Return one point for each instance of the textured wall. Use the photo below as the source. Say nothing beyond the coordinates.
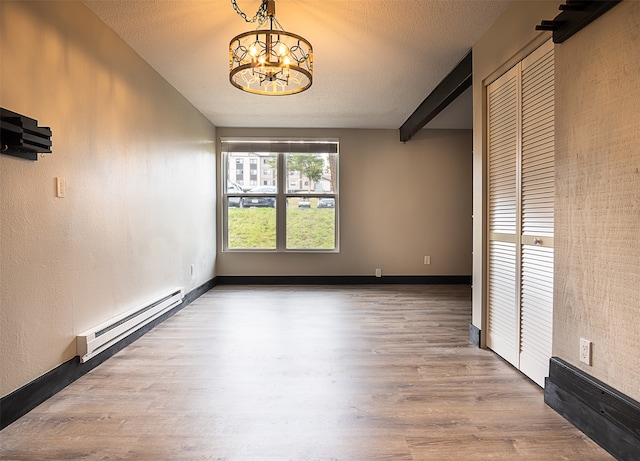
(597, 240)
(398, 203)
(139, 165)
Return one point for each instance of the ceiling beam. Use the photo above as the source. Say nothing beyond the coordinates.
(452, 86)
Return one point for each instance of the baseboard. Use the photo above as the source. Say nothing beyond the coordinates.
(608, 417)
(23, 400)
(474, 334)
(343, 280)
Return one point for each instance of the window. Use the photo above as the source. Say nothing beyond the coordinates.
(281, 215)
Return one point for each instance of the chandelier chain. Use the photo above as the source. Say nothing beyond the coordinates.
(260, 17)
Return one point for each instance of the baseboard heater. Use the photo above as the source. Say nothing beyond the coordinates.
(93, 341)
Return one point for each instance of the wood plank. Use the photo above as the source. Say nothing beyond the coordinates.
(371, 372)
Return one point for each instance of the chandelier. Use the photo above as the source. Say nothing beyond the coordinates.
(269, 61)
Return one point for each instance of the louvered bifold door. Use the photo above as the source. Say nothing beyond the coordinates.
(503, 143)
(537, 198)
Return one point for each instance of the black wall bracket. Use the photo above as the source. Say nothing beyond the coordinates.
(452, 86)
(21, 136)
(575, 14)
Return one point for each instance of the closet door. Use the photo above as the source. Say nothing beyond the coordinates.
(521, 195)
(503, 323)
(538, 191)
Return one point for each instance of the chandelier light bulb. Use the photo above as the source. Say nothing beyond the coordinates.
(270, 61)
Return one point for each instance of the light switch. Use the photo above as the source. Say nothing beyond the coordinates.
(61, 187)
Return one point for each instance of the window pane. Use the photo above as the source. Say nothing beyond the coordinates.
(311, 223)
(317, 173)
(251, 176)
(251, 228)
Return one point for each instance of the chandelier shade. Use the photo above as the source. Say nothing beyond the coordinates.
(270, 61)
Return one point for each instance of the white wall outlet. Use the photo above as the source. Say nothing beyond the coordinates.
(61, 188)
(585, 351)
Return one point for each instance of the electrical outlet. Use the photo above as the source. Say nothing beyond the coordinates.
(61, 188)
(585, 351)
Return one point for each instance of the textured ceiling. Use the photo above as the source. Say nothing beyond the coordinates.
(374, 60)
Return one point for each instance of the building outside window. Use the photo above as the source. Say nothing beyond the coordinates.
(277, 215)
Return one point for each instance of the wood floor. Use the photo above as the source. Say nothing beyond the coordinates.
(347, 373)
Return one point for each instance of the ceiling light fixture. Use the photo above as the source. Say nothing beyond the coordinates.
(269, 61)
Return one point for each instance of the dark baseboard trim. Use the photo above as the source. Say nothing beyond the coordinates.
(343, 280)
(607, 416)
(23, 400)
(474, 334)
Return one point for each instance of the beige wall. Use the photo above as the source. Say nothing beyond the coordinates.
(398, 203)
(597, 271)
(597, 276)
(139, 163)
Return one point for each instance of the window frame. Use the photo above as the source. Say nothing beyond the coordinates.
(281, 196)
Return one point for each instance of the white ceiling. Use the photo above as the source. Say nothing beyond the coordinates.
(374, 61)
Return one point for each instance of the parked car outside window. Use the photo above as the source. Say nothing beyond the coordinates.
(234, 188)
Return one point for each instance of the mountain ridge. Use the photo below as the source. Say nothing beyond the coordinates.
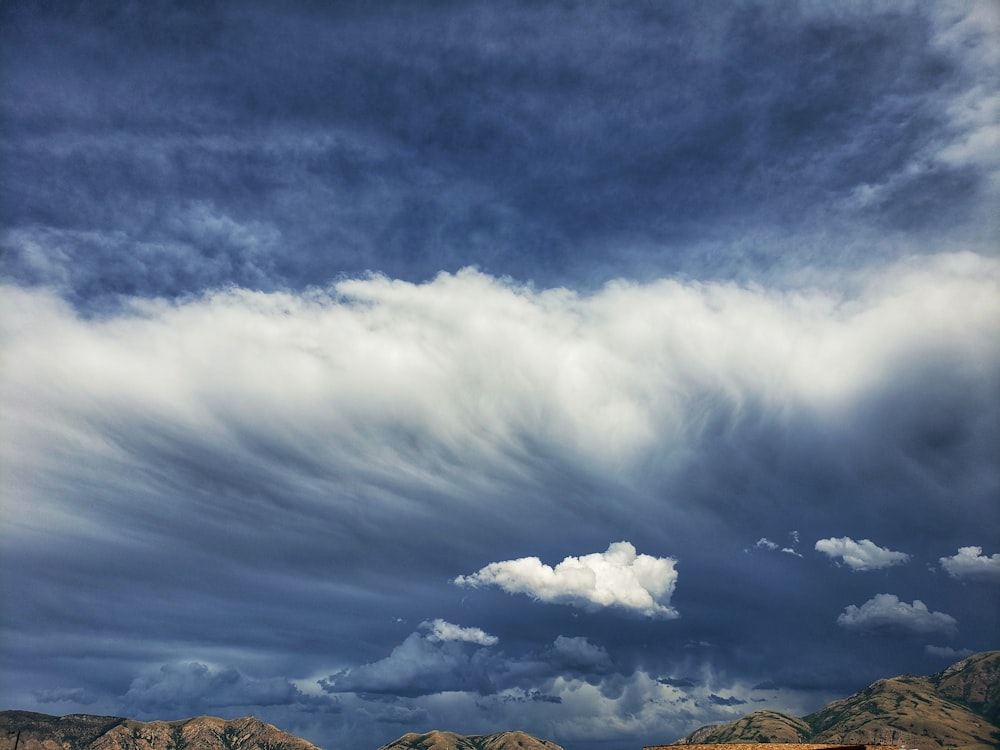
----
:: Problem to work on ::
Restate the data word for word without pictures.

:: Problem solution ::
Return one point for each instance of the textured wall. Use the photo below as the source. Say nothing beyond the coordinates.
(597, 240)
(398, 203)
(139, 165)
Return one point for each instance of the ceiling beam. Use the photo above as the source. Say nothing beyond the coordinates.
(452, 86)
Return one point for each instance of the baseboard. Use the photo above as the source. Say nothing beyond the coordinates.
(608, 417)
(23, 400)
(474, 334)
(343, 280)
Return one point for each instance of the window. Use the photo above as the source. Say nothing beyond the coordinates.
(281, 215)
Return one point for each instance of the chandelier chain. Use the photo above as the source. Say nothing beyond the coordinates.
(260, 17)
Return one point for each instance of the baseboard heater. Use the photo above as the source. Say nothing beyond the coordinates.
(93, 341)
Return one point for each instance of the wood plank. Use the photo above as the source. Say nothing beyond the coordinates.
(371, 372)
Return one point for each instance of the chandelier. Use the photo above as the source. Say nothing beyond the coordinates.
(269, 61)
Return one point for each instance of the louvered bifold door. Use the photo above as the source. Say nothing beyond the coordinates.
(503, 143)
(537, 198)
Return one point for each instance of the black wall bracket. Use the photo above as the source. Say nothing beyond the coordinates.
(452, 86)
(21, 136)
(575, 14)
Return one point for each instance of the closet door. Use the photo above as the source. Say nothing beyond the coordinates.
(521, 195)
(503, 323)
(538, 191)
Return one point for each instance of the chandelier light bulb. Use the photo above as the source. Say nothing beyond the coordinates.
(270, 61)
Return one point for each instance of the light switch. Use the photo above as the source. Say nothing beyond the coordinates.
(61, 187)
Return one point for each instance of the window pane. Use the photo above as the source. Say nothing beyond the coordinates.
(311, 223)
(317, 173)
(251, 176)
(251, 228)
Return one point for each instance of the chandelier shade. Use the photo above as the source. Say nothing beyond the coordinates.
(270, 61)
Return one point for each instance of the white wall outlet. Use the photo above as the source. Say nothing beyond the coordinates.
(61, 188)
(585, 351)
Return one point for each instance of the electrical outlet. Use the photo above as the source. Say nothing beyond the coordinates.
(61, 188)
(585, 351)
Return one point for each instance of the textured ceiling. Use the photo above as the source. Say nothing beyond the coordinates.
(374, 60)
Return one point for each instance of the building outside window. Use the photo above as the source. Say nothing beyond the coordinates.
(277, 215)
Return one point for each instance of the wood floor. Use the photo above as the source. Say nothing beyond the coordinates.
(347, 373)
Return one point for each instance of the ceiling light fixture. Use the photo above as the source. Say nothing beyond the coordinates.
(269, 61)
Return one point for each instance of the dark baseboard trim. Use the photo above as the source. Say nothing beyond the coordinates.
(343, 280)
(607, 416)
(23, 400)
(474, 334)
Return one point for each instance of the beige wall. Use the photo above as the source. Say nothing beyond the coordinates.
(398, 203)
(597, 271)
(597, 276)
(139, 163)
Return one point for each instance of the window frame. Use the photo above as the source. Say nothing beyond the coordinates.
(281, 196)
Return one point for each instance of the white ceiling. Use the photo above as the source. Say nothing beyond the coordinates.
(374, 61)
Return one point for each instance of the parked car outside window. Use the photo above as the source. Say nothing beyond the coordinates.
(234, 188)
Return one point for each instance of the mountain ridge. Use the photo below as the source. Say nothing beyond the coordinates.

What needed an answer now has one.